Schriftelijke opdracht A ▸
Herschrijf de records vanaf de regel met "Task: where can the khaki" tot en met het einde van de records, met "khaki trousers" overal vervangen door "beige trousers" en de rest ongewijzigd.

Gekozen fragment ▸
De overheid en de bouwende partijen zijn de afgelopen jaren blijkbaar niet in staat geweest om een goed alternatief te bieden. Met dit programma wordt erop ingezet dat zij dit in de toekomst wél kunnen. 

Gevolgen voor het portefeuilleplan

Wat betekenen de landelijke ontwikkelingen voor de sturing vanuit het portefeuilleplan? 

De afspraken die dit voorjaar tussen ministerie en corporaties gemaakt zullen worden, moeten ook regionaal vertaald worden. In maart zal de minister aangeven hoe hij dit proces precies voor zich ziet.

Het betekent in ieder geval dat je als corporatie meer naar de regionale afspraken moet gaan kijken om te zien wat de opgave is voor je eigen werkgebied.

Inhoud en vorm van de portefeuillesturing moeten gaan aansluiten op de regionale afspraken. 

Inhoudelijk betekent dat bijvoorbeeld dat je de regionale afspraken over aantallen nieuwbouw, op welke plekken er gebouwd wordt, het versnellingstempo van de verduurzaming en de betaalbaarheidsafspraken moet vertalen in je eigen portefeuillestrategie. Je bent daar als corporatie dus wellicht minder vrij in dan in het verleden.

De vorm van het portefeuilleplan zal bovendien moeten aansluiten op de monitoring die de minister voor ogen heeft. 

Het is de bedoeling om de komende jaren beter in beeld in te brengen hoe de lokale (portefeuille)plannen optellen in relatie tot de landelijke doelen

Je zult bijvoorbeeld moeten kunnen aangeven hoeveel flexwoningen je in de pijplijn hebt. En hoeveel geclusterde woningen voor ouderen.

Schriftelijke opdracht B ▸
Schrijf het volgende stuk van de tekst over de gevolgen voor het portefeuilleplan, aansluitend op de laatste zin.

Gegevensverzameling ▸
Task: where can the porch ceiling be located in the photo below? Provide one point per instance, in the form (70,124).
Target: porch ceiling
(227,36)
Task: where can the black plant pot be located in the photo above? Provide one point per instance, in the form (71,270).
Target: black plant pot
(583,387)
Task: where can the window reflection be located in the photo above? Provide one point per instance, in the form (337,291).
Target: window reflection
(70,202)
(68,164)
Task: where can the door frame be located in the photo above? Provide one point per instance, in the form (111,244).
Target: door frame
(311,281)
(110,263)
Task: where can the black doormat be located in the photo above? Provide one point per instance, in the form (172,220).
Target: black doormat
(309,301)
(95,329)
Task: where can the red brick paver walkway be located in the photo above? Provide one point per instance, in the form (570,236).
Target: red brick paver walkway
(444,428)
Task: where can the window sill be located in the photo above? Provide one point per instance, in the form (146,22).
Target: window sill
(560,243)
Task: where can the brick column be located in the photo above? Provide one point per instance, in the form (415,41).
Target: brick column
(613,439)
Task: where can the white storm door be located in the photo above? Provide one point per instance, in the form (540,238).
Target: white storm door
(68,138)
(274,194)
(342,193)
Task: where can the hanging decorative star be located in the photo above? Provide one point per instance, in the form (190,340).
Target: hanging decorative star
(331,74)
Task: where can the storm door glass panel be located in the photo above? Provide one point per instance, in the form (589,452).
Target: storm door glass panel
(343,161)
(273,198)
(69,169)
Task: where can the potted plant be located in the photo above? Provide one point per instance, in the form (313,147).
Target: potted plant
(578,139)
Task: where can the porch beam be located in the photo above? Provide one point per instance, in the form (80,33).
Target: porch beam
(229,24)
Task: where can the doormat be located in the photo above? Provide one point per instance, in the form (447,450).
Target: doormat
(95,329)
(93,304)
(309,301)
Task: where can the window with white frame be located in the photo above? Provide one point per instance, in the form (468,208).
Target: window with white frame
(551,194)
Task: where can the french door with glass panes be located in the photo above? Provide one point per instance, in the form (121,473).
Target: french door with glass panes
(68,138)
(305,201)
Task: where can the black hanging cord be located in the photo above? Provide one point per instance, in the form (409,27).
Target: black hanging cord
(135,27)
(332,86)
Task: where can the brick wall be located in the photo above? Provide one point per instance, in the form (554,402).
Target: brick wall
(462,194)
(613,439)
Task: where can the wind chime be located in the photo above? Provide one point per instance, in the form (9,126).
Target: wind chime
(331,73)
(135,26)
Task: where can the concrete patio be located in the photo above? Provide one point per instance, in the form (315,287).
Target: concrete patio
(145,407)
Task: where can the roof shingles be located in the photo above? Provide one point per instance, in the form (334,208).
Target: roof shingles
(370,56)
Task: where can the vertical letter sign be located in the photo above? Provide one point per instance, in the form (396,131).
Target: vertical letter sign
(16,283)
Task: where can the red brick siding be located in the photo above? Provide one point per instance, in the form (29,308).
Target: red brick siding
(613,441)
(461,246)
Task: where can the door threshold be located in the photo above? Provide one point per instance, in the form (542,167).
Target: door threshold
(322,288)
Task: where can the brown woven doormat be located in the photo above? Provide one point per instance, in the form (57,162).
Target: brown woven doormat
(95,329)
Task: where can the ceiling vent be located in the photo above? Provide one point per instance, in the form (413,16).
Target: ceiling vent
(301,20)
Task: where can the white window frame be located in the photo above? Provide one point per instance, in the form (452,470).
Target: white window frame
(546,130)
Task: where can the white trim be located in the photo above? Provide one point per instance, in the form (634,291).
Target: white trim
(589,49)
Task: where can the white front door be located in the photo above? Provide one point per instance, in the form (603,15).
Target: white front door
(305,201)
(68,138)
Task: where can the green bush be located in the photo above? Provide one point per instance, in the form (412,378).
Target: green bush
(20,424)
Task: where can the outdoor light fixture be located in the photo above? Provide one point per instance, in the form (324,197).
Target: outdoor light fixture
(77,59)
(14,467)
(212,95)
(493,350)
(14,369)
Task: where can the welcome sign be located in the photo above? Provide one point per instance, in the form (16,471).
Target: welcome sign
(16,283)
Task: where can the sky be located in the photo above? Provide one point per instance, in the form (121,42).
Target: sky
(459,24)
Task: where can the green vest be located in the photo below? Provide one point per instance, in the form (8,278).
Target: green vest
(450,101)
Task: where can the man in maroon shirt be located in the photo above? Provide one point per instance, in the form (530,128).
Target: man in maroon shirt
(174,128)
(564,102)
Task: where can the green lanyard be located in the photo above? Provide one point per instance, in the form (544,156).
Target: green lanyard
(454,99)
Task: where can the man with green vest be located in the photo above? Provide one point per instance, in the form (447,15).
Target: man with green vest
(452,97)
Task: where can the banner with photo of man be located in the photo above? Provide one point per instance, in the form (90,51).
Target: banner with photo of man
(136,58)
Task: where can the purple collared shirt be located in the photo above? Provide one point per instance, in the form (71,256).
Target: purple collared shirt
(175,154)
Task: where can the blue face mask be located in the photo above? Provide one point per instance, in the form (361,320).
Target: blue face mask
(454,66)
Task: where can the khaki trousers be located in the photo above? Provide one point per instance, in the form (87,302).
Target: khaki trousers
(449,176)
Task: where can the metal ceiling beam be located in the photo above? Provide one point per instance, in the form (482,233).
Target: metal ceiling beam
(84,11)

Schriftelijk antwoord A ▸
Task: where can the beige trousers be located in the photo above? Provide one point per instance, in the form (87,302).
Target: beige trousers
(449,176)
Task: where can the metal ceiling beam be located in the photo above? Provide one point per instance, in the form (482,233).
Target: metal ceiling beam
(84,11)

Schriftelijk antwoord B ▸
Focus verschuift naar wijkplannen

Het portefeuilleplan zal dus sterker door landelijke en regionale afspraken beïnvloed worden. Om als corporatie eigen accenten te kunnen leggen zal de focus voor de sturing daarom sterker op het wijkniveau komen te liggen.

Als je nog geen wijk- of kernplannen hebt is het dus de hoogste tijd om daaraan te werken.

Daarbij geldt dat je eigenlijk twee soorten wijkplannen kunt maken. In de eerste plaats maak je een wijkplan vooral om je eigen visie als corporatie te bepalen. Zo kom je goed beslagen ten ijs in het gesprek met lokale partners.

Samen met die lokale partners zal je vervolgens een tweede type wijkplan moeten maken: een integraal plan waarbij alle partijen vanuit hun eigen rol en verantwoordelijkheid inbreng hebben. En: ook echt tot actie overgaan.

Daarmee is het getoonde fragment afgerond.